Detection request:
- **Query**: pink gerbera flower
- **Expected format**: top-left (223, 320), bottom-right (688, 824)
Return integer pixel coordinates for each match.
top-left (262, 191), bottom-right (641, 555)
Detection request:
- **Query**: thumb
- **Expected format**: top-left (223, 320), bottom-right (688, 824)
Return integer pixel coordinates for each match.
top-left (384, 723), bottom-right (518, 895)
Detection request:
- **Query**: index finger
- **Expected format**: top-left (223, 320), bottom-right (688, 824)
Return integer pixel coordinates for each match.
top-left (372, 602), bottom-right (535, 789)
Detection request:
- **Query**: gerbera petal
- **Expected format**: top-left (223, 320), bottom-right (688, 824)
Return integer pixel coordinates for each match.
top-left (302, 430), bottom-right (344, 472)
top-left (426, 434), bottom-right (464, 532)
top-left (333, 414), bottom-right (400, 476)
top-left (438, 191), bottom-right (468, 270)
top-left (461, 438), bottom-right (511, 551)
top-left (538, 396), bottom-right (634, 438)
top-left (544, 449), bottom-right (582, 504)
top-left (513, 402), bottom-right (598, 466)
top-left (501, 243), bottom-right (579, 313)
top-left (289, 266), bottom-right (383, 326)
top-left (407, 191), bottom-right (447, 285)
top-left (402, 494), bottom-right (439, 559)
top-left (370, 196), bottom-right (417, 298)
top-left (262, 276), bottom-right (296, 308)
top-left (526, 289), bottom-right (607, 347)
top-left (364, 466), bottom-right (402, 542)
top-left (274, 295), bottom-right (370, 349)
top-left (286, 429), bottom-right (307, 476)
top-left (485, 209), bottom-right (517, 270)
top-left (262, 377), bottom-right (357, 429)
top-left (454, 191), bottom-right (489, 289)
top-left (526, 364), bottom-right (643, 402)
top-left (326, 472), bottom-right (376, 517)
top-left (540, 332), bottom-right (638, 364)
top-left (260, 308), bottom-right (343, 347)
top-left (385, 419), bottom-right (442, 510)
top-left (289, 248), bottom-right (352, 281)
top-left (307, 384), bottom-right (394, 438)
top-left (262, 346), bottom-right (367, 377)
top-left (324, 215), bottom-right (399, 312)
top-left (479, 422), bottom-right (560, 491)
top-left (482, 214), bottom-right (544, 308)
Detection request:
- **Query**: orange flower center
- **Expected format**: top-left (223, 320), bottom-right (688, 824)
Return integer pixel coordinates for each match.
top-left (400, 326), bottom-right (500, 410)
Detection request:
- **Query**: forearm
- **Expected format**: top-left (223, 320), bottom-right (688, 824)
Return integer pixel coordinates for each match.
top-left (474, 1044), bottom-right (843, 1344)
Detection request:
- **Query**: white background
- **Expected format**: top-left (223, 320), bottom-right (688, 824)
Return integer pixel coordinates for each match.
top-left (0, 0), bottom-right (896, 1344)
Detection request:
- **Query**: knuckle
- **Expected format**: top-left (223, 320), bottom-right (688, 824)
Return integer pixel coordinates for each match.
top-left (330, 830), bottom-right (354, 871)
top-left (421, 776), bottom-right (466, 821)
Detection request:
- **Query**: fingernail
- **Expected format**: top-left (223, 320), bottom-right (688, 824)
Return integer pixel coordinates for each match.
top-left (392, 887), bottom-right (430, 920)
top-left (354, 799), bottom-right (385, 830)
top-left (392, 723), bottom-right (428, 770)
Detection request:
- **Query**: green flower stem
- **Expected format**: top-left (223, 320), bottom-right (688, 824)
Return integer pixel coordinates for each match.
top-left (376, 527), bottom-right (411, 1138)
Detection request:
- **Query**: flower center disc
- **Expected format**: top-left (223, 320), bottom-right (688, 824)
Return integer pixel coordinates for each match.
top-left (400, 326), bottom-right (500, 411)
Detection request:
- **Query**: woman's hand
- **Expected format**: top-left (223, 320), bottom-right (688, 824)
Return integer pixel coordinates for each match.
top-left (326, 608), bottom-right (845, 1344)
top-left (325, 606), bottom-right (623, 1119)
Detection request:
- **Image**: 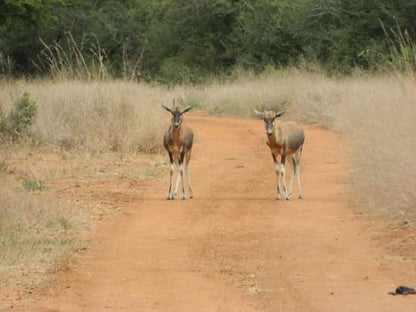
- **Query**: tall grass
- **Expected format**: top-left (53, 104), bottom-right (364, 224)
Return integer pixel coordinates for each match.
top-left (0, 188), bottom-right (89, 286)
top-left (0, 80), bottom-right (173, 153)
top-left (0, 69), bottom-right (416, 288)
top-left (186, 69), bottom-right (416, 223)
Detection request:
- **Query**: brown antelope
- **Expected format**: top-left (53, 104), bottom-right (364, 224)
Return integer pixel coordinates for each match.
top-left (255, 110), bottom-right (305, 200)
top-left (162, 99), bottom-right (194, 200)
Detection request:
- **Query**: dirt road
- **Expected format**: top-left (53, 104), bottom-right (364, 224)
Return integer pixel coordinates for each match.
top-left (23, 115), bottom-right (416, 312)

* Exercise brief
Convert all of the material above into a two-column CSV headed prompt_text and coordinates, with one row for each piece of wording and the coordinates given for it, each value enclosed in quotation marks and line breaks replaced by spaces. Leave the pictures out.

* Task output
prompt_text,coordinates
"Detection request: - **Query**: pink gerbera flower - **Expected format**: top-left (223, 320), bottom-right (688, 824) Return integer pixel coordinates for each match.","top-left (262, 191), bottom-right (641, 555)"
"Detection request: - **Query**: thumb - **Expected format**: top-left (223, 320), bottom-right (688, 824) Return integer pixel coordinates for each match.","top-left (384, 723), bottom-right (518, 895)"
"Detection request: - **Query**: index finger - **Expected format**: top-left (223, 320), bottom-right (688, 824) Return integer pixel coordinates for each match.","top-left (372, 602), bottom-right (535, 789)"
"Detection request: - **Query**: gerbera petal - **Expected format**: top-left (223, 320), bottom-right (688, 824) Return integer pixel coordinates for each match.","top-left (302, 430), bottom-right (344, 472) top-left (426, 434), bottom-right (464, 532) top-left (333, 414), bottom-right (400, 476) top-left (438, 191), bottom-right (468, 270) top-left (461, 438), bottom-right (511, 551) top-left (538, 396), bottom-right (634, 438) top-left (544, 449), bottom-right (582, 504) top-left (513, 402), bottom-right (598, 466) top-left (501, 243), bottom-right (579, 313) top-left (289, 266), bottom-right (383, 326) top-left (407, 191), bottom-right (447, 285) top-left (402, 494), bottom-right (439, 559) top-left (370, 196), bottom-right (417, 298) top-left (262, 276), bottom-right (296, 308) top-left (526, 289), bottom-right (607, 347) top-left (364, 466), bottom-right (402, 542) top-left (274, 295), bottom-right (370, 349) top-left (286, 429), bottom-right (307, 476) top-left (485, 209), bottom-right (517, 270) top-left (262, 377), bottom-right (357, 429) top-left (454, 191), bottom-right (489, 289) top-left (526, 364), bottom-right (643, 402) top-left (326, 472), bottom-right (376, 517) top-left (540, 332), bottom-right (638, 364) top-left (260, 308), bottom-right (343, 347) top-left (385, 419), bottom-right (442, 510) top-left (289, 248), bottom-right (352, 281) top-left (307, 384), bottom-right (394, 438) top-left (262, 346), bottom-right (367, 377) top-left (324, 215), bottom-right (399, 312) top-left (479, 422), bottom-right (560, 491) top-left (482, 214), bottom-right (544, 308)"
"Detection request: - **Query**: orange flower center - **Expected format**: top-left (223, 320), bottom-right (688, 824) Return integer pixel coordinates for each match.","top-left (400, 326), bottom-right (500, 410)"
"Detection request: - **Query**: forearm - **Expected format**: top-left (223, 320), bottom-right (688, 824) Return integer pixel coordinates for each match.","top-left (474, 1044), bottom-right (843, 1344)"
"Detection request: - **Query**: white background - **Expected format**: top-left (223, 320), bottom-right (688, 824) Return integer pixel coordinates for each match.","top-left (0, 0), bottom-right (896, 1344)"
"Detection request: - **Query**: knuckle - **Expected format**: top-left (223, 320), bottom-right (688, 824) Return integer pixel coordinates for each match.","top-left (330, 830), bottom-right (354, 871) top-left (421, 776), bottom-right (466, 821)"
"Detection request: - **Query**: fingernail - **Expected format**: top-left (223, 320), bottom-right (688, 824) Return integer pixel coordinates for each match.","top-left (392, 887), bottom-right (430, 920) top-left (354, 799), bottom-right (385, 830) top-left (392, 723), bottom-right (428, 770)"
"Detection request: - **Query**: green flower stem - **Expected format**: top-left (223, 320), bottom-right (688, 824) Return integer pixel coordinates for each match.","top-left (376, 527), bottom-right (411, 1138)"
"Detection request: - **Query**: flower center disc - **Expected format**: top-left (223, 320), bottom-right (688, 824) Return integer pixel coordinates for each match.","top-left (400, 326), bottom-right (500, 411)"
"Detection request: - **Query**: woman's hand - **Expected format**: top-left (223, 320), bottom-right (688, 824) Return integer pixel coordinates for each match.","top-left (326, 608), bottom-right (845, 1344) top-left (325, 606), bottom-right (623, 1119)"
"Detection request: - **Image**: - **Query**: tall grass - **Expected format**: top-left (53, 104), bottom-right (364, 224) Return integer pixel coordinates for each match.","top-left (0, 188), bottom-right (89, 286) top-left (0, 80), bottom-right (173, 153) top-left (0, 69), bottom-right (416, 288) top-left (186, 69), bottom-right (416, 223)"
"Detection request: - **Query**: brown antelope - **Expected format**: top-left (53, 104), bottom-right (364, 224) Return integer pixel coordinates for each match.","top-left (255, 110), bottom-right (305, 200) top-left (162, 99), bottom-right (194, 200)"
"Detection request: - **Query**: dirt road - **Expected format**: top-left (53, 104), bottom-right (364, 224) Return integer pixel coordinates for each match.","top-left (23, 115), bottom-right (416, 312)"